Retype each entry exactly. Skip any pictures.

(Excerpted data)

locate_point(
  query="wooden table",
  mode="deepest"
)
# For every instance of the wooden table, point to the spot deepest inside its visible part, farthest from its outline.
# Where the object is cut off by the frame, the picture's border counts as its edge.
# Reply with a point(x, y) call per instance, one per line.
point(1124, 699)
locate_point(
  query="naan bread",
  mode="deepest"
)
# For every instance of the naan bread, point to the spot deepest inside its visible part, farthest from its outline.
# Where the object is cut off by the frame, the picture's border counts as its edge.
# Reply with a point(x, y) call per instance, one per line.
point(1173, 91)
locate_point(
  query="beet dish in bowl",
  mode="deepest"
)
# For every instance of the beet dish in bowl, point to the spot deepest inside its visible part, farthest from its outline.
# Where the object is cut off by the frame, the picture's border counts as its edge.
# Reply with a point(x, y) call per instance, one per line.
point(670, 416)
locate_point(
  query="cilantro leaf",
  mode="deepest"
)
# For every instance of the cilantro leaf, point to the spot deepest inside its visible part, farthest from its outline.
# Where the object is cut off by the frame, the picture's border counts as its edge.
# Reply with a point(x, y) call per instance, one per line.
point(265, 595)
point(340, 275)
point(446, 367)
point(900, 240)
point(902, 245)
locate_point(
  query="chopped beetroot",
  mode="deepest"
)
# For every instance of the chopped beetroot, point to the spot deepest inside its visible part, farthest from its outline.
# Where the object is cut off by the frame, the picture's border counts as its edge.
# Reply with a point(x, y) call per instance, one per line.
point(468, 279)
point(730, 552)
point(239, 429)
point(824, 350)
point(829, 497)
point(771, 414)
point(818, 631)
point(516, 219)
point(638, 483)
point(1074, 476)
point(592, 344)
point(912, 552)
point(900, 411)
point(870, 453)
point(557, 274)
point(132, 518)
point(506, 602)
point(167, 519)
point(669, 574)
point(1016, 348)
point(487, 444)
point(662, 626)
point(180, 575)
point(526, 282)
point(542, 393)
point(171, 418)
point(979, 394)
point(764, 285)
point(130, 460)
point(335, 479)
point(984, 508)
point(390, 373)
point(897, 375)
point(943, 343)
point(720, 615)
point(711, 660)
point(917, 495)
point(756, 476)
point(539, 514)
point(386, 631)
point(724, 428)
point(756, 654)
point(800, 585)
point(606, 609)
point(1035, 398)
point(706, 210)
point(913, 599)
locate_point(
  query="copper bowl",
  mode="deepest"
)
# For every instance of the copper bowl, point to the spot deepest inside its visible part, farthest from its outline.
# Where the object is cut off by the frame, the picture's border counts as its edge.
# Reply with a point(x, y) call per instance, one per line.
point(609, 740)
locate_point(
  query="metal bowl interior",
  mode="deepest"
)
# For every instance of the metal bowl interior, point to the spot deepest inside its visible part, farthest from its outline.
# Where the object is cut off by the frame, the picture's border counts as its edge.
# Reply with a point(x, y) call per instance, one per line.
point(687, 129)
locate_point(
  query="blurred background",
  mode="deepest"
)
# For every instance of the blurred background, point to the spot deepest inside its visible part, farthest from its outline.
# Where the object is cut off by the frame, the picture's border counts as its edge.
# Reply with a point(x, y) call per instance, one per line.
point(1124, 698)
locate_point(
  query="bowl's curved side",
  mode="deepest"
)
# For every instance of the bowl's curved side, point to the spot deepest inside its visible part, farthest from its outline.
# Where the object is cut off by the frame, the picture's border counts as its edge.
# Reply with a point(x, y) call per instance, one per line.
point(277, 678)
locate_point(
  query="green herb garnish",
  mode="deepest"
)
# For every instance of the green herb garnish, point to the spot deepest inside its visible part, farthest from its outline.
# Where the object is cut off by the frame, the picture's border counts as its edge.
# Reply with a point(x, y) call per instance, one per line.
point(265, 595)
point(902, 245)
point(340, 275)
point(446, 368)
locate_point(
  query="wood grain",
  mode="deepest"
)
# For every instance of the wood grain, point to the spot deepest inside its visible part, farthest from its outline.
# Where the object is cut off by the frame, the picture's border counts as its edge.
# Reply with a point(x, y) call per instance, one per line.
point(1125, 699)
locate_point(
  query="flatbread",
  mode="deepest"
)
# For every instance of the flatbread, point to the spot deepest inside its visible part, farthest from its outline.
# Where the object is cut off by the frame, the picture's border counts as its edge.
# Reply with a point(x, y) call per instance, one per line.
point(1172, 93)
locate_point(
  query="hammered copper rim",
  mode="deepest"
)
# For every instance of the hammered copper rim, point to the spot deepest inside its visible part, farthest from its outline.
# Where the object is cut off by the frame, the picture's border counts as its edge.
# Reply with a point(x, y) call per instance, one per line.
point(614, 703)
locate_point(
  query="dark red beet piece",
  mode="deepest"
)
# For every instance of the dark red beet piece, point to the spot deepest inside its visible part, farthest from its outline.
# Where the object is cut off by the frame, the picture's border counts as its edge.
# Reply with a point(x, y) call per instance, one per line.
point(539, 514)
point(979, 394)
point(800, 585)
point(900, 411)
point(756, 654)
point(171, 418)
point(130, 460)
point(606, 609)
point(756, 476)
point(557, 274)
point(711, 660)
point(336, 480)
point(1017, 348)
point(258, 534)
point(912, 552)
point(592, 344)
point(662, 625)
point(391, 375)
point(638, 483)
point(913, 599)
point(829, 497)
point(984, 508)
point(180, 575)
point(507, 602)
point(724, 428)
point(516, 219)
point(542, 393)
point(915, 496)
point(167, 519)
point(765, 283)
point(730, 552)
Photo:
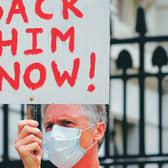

(End Excerpted data)

Result below:
locate_point(
  query="wooden table",
  mode="deepest"
)
# For every instance of the wooden table, point to the spot deepest inside its visible part, farthest from its outline.
# Where the object is cut off by the frame, the picture's border counts as its edge.
# Reply with a point(x, y) call per instance, one per line.
point(1124, 699)
locate_point(
  query="naan bread",
  mode="deepest"
)
# For every instance of the naan bread, point to the spot deepest inside its visible part, farthest from its outline.
# Where the object is cut off by the frame, the picture's border counts as its edge.
# Reply with a point(x, y) call per instance, one per line.
point(1173, 91)
locate_point(
  query="beet dish in bowl",
  mode="deepest"
)
# For every instance of the beet dish in bowl, point to the spot deepest inside its visible part, farthest from its outline.
# Where the object is cut off by the frame, the picture's border counts as its edge.
# Reply with a point(x, y) call per instance, one per line.
point(670, 416)
locate_point(
  query="cilantro leaf",
  mode="deepest"
)
# For every instance of the cilantro leaf, point to the spot deepest inside its visible part, farthest from its outline.
# Where the object is cut off by the frame, the picture's border counts as its edge.
# Reply with a point(x, y) call per instance, one per line.
point(265, 595)
point(340, 275)
point(446, 367)
point(900, 240)
point(902, 245)
locate_point(
  query="chopped beetroot",
  mode="deepest"
)
# For every instance of the chopped beetroot, point to the spot deepest inside its visible part, farthest from its outline.
# Where the object is cut off by the frame, the picture's border counts as its edge.
# Reply with a point(x, y) call per instance, one per line.
point(468, 279)
point(730, 552)
point(239, 429)
point(824, 350)
point(829, 497)
point(771, 414)
point(818, 631)
point(516, 219)
point(638, 483)
point(1074, 476)
point(592, 344)
point(912, 552)
point(900, 411)
point(870, 453)
point(557, 274)
point(132, 518)
point(506, 602)
point(167, 519)
point(669, 574)
point(1016, 348)
point(487, 444)
point(662, 626)
point(180, 575)
point(526, 282)
point(542, 393)
point(171, 418)
point(979, 394)
point(764, 285)
point(130, 460)
point(335, 479)
point(984, 508)
point(390, 373)
point(897, 375)
point(943, 343)
point(720, 615)
point(711, 660)
point(917, 495)
point(756, 476)
point(539, 514)
point(386, 631)
point(724, 428)
point(756, 654)
point(800, 585)
point(606, 609)
point(1035, 398)
point(706, 210)
point(913, 599)
locate_point(
  query="copper bowl",
  mode="deepest"
)
# For every instance of the copper bowl, point to the spot deepest inside its visible part, farthest from its outline.
# Where the object is cut off by the frame, the picture's border counts as its edge.
# Reply with a point(x, y) call per instance, one per line.
point(609, 740)
locate_point(
  query="metal bowl interior",
  mode="deepest"
)
# For every instance of the metal bowl interior, point to the spot deepest inside its visible part, farthest from its outline.
# Where the object is cut off by the frame, the picture's border counts as its edge.
# Reply with a point(x, y) call per instance, one per line.
point(687, 129)
locate_point(
  query="blurred background",
  mode="deepest"
)
# For every instance of the blurred background, point to the spot deepest inside its visible part, farthest from its outline.
# Where the object is cut off by the frame, the picture's border counts as its edge.
# Reply with a point(x, y) call per instance, one per line.
point(1124, 698)
locate_point(
  query="bowl's curved side",
  mode="deepest"
)
# For every instance of the bowl's curved side, point to the spot deepest inside its visible part, farthest from its outline.
# Where the object is cut off by the frame, the picture's border counts as its edge.
# Reply with a point(x, y) call per instance, one per line.
point(277, 678)
locate_point(
  query="green herb garnish",
  mode="deepest"
)
# For every instance of the green herb garnish, point to the spot deepest inside its visible part, farthest from its outline.
# Where the object is cut off by the frame, the picture's border counts as its edge.
# Reply with a point(x, y) call per instance, one per line.
point(265, 595)
point(902, 245)
point(340, 275)
point(446, 368)
locate_point(
  query="wood grain",
  mode="deepest"
)
# For every instance of the wood grain, point to the spot deepest inside its visible part, farthest from its outline.
# Where the object is cut off by the frame, the picture's border counts as its edge.
# Reply with a point(x, y) call per instance, one per line.
point(1125, 699)
locate_point(
  query="flatbread",
  mode="deepest"
)
# For every instance of the flatbread, point to the spot deepest inside its visible part, farthest from its outline.
# Where the object is cut off by the frame, the picture's border counts as its edge.
# Reply with a point(x, y) call per instance, one per line.
point(1172, 93)
locate_point(
  query="hammered copper rim",
  mode="deepest"
)
# For every instance of the hammered copper rim, point to the spot deepest inside its visible part, farthest from its outline.
# Where the object is cut off by the frame, the picture's border counts as its edge.
# Reply with a point(x, y) call per instance, one per line.
point(614, 703)
locate_point(
  query="dark red beet piece",
  mode="deepest"
)
# For every instance of the dark red beet piece, point to the spot deepest inside its visible part, farthest from its outline.
# Where the object is cut off by the frame, the picture's border counts as its edge.
# Reply with a point(x, y) call per instance, one per line.
point(539, 514)
point(979, 394)
point(800, 585)
point(900, 411)
point(756, 654)
point(171, 418)
point(130, 460)
point(606, 609)
point(756, 476)
point(557, 274)
point(711, 660)
point(336, 480)
point(1017, 348)
point(258, 534)
point(912, 552)
point(592, 344)
point(662, 625)
point(391, 375)
point(638, 483)
point(913, 599)
point(829, 497)
point(984, 508)
point(180, 575)
point(507, 602)
point(724, 428)
point(516, 219)
point(542, 393)
point(915, 496)
point(167, 519)
point(765, 283)
point(730, 552)
Photo:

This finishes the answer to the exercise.